EXERCISE DIRECTIONS ::
Copy word for word the lines of the material below, from the line with "yellow trousers, the" to the line with "Target: yellow trousers", including both of those lines.

Data items ::
+--

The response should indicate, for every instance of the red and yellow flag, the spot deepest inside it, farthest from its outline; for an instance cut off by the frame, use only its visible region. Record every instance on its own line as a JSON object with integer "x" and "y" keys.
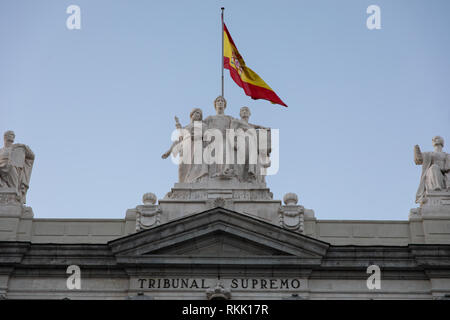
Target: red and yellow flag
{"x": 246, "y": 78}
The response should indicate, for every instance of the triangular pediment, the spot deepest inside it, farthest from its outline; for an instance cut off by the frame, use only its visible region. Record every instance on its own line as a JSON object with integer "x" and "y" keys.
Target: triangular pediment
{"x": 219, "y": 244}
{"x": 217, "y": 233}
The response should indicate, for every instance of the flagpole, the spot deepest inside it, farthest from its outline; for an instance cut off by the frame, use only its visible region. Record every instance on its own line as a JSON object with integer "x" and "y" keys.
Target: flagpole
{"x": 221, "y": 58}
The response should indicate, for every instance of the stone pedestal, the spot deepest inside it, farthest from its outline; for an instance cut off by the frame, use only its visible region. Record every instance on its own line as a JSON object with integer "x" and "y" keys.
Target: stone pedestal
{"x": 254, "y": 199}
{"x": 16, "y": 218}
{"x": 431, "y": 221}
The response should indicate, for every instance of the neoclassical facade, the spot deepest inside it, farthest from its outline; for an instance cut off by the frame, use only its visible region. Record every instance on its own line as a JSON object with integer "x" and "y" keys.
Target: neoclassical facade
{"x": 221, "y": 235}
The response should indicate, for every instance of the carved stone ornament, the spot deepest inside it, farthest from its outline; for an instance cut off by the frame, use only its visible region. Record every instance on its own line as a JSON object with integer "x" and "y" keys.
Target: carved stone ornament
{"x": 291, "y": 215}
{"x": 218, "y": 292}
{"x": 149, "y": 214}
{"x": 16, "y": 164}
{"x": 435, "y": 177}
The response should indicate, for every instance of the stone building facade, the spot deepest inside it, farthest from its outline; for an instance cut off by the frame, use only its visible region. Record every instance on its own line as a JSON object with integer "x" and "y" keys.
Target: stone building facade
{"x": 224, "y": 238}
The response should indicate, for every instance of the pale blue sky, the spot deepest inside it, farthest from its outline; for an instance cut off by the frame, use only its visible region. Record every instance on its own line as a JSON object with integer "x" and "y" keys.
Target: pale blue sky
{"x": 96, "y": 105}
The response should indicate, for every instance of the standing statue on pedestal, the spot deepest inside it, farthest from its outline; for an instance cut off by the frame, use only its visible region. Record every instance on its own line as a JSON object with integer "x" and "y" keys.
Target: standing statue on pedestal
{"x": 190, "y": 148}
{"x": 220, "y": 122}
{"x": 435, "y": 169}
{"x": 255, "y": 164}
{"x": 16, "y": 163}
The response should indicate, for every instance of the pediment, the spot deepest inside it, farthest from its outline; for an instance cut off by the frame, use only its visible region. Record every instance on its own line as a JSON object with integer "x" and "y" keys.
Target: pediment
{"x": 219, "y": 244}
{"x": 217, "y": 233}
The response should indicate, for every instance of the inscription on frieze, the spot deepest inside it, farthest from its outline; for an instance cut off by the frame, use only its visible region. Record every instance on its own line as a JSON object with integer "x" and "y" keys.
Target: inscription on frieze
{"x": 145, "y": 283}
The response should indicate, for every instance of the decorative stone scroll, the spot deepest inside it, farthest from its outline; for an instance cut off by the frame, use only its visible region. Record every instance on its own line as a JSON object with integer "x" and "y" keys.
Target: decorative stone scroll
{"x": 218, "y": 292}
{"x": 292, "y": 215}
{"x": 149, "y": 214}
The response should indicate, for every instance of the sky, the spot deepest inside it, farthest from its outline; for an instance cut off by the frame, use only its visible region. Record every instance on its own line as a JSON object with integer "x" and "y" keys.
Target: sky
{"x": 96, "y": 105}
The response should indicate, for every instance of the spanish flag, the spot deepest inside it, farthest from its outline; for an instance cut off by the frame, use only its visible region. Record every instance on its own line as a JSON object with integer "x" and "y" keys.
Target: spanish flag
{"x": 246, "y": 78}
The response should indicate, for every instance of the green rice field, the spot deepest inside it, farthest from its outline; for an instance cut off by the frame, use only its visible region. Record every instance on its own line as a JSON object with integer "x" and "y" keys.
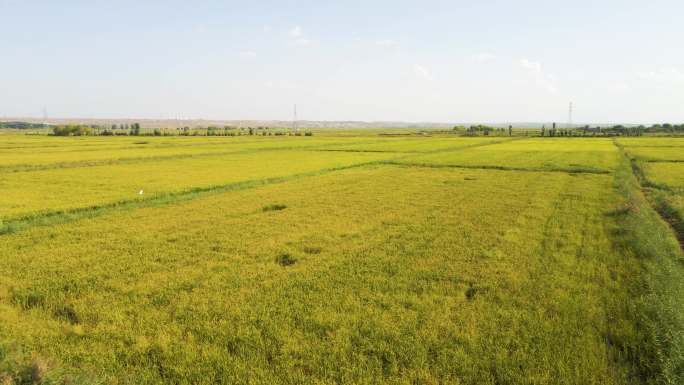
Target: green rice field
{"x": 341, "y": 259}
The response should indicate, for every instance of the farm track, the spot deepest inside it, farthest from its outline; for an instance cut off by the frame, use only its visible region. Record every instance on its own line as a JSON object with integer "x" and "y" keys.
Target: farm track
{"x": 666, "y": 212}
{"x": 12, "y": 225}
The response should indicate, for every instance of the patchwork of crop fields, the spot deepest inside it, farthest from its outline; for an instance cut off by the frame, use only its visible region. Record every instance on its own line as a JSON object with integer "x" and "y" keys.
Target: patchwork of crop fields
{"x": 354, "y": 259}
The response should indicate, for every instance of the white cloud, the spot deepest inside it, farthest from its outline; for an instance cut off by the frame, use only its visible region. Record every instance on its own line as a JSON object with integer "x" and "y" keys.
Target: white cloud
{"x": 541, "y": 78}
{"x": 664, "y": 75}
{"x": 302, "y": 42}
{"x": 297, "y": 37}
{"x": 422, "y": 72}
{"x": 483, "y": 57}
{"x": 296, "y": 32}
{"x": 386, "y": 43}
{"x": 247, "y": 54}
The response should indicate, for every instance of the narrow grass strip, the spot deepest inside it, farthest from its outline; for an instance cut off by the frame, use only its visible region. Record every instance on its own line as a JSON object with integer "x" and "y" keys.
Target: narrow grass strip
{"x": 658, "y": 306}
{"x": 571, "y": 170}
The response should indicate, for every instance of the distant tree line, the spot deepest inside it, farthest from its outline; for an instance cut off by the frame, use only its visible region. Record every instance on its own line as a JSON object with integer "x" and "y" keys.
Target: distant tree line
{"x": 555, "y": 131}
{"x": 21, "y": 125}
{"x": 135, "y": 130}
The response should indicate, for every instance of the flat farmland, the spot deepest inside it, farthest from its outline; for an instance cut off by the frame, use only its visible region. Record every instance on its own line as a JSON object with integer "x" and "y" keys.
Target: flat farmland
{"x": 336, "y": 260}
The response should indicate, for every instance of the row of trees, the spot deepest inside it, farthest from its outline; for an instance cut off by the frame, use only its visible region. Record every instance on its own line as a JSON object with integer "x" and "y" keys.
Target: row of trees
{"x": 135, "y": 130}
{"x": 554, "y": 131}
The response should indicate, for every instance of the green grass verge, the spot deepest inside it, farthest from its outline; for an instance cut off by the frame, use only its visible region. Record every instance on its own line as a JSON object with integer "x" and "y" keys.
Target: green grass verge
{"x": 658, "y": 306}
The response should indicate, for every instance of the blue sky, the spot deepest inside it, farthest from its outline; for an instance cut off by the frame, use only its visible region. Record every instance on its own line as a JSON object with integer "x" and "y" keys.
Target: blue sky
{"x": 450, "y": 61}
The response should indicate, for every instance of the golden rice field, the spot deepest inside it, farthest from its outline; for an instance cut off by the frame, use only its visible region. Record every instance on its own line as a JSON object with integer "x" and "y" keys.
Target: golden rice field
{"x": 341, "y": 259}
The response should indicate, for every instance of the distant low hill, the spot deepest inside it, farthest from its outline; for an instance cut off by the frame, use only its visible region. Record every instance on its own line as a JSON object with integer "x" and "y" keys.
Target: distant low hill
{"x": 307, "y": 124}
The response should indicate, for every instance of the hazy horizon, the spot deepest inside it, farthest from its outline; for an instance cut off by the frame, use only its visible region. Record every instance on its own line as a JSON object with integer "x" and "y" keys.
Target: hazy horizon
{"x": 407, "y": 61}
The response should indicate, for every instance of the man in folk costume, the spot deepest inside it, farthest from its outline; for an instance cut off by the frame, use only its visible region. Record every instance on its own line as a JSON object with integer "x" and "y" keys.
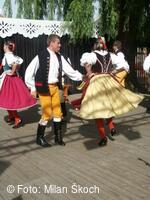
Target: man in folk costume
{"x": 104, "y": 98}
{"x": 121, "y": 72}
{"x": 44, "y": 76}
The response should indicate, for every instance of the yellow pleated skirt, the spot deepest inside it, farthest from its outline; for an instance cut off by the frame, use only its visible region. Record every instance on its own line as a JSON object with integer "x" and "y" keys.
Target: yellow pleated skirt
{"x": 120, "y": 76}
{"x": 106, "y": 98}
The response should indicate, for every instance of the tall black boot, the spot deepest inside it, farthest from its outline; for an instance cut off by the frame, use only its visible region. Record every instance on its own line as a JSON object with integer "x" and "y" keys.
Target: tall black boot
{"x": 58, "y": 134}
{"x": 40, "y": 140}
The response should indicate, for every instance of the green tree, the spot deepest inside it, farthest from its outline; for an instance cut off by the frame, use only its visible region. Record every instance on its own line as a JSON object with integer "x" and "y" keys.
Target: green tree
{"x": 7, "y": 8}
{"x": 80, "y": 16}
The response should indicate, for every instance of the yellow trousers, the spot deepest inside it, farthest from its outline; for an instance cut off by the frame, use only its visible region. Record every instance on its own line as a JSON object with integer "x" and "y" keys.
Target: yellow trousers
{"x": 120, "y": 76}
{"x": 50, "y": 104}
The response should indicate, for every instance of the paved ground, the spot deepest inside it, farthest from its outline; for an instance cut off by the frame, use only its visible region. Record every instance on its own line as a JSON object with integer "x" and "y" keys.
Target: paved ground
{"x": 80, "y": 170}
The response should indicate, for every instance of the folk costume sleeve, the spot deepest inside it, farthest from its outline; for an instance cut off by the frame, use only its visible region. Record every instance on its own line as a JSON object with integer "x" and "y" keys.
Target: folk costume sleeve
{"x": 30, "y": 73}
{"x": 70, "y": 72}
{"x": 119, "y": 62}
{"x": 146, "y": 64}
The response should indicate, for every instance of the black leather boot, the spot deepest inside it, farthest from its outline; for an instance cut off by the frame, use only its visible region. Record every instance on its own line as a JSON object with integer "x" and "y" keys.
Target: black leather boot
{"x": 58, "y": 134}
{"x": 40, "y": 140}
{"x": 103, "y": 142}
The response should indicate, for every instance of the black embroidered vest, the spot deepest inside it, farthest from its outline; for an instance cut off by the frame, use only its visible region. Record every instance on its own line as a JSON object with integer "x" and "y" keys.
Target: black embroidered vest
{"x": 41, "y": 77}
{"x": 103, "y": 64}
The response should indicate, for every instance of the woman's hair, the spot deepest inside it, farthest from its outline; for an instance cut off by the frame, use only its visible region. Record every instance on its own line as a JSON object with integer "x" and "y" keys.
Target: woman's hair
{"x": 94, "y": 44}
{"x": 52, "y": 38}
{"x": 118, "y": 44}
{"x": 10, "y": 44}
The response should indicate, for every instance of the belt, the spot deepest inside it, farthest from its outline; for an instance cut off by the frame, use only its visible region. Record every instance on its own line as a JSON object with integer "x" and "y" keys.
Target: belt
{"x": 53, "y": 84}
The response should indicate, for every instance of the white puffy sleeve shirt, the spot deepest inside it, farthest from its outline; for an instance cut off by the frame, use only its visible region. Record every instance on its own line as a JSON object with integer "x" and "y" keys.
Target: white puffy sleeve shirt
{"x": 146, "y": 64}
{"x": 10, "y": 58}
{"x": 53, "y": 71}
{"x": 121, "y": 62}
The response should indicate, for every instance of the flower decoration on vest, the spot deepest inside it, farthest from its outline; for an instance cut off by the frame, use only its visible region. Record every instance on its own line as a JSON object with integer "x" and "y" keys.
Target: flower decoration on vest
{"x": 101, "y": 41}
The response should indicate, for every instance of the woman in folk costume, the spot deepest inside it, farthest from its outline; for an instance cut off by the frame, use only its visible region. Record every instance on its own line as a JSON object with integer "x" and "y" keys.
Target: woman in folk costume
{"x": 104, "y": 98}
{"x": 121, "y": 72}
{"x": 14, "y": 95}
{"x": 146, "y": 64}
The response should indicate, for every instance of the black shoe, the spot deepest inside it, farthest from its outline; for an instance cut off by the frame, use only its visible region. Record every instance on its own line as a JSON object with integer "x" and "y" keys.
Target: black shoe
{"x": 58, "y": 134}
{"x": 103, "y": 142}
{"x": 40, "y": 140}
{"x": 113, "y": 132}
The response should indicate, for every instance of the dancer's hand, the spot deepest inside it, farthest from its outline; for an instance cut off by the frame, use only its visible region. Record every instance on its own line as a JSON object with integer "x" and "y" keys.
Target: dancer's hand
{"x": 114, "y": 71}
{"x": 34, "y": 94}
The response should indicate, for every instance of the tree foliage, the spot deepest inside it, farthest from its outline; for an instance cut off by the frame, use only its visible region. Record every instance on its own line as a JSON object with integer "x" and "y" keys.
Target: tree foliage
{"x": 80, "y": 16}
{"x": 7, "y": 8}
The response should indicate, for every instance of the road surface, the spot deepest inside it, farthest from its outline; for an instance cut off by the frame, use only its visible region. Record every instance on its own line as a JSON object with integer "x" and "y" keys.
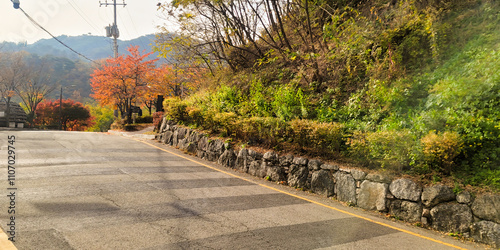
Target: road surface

+--

SOLUTION FOR THIS TASK ::
The response should indicate, for every instance of the yellow trousers, the spot deepest inside it, farthest from its outline; for an instance cut off by the frame, use only its visible region. Record every instance on its own line as a JSON object with integer "x" and "y" keys.
Target: yellow trousers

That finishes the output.